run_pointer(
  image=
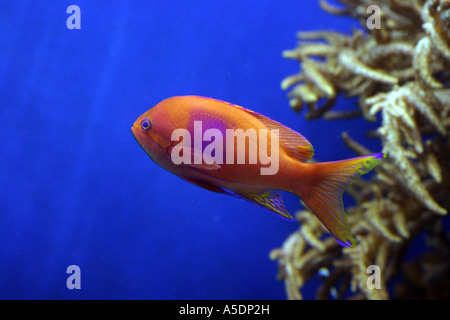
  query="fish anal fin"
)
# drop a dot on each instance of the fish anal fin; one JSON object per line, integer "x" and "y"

◆ ◆ ◆

In your copy of the records above, include every line exactly but no pictures.

run_pointer(
  image=
  query="fish anal fin"
)
# drop a dot on each instance of the fish anal fin; one JSON object per line, integer "x" and "y"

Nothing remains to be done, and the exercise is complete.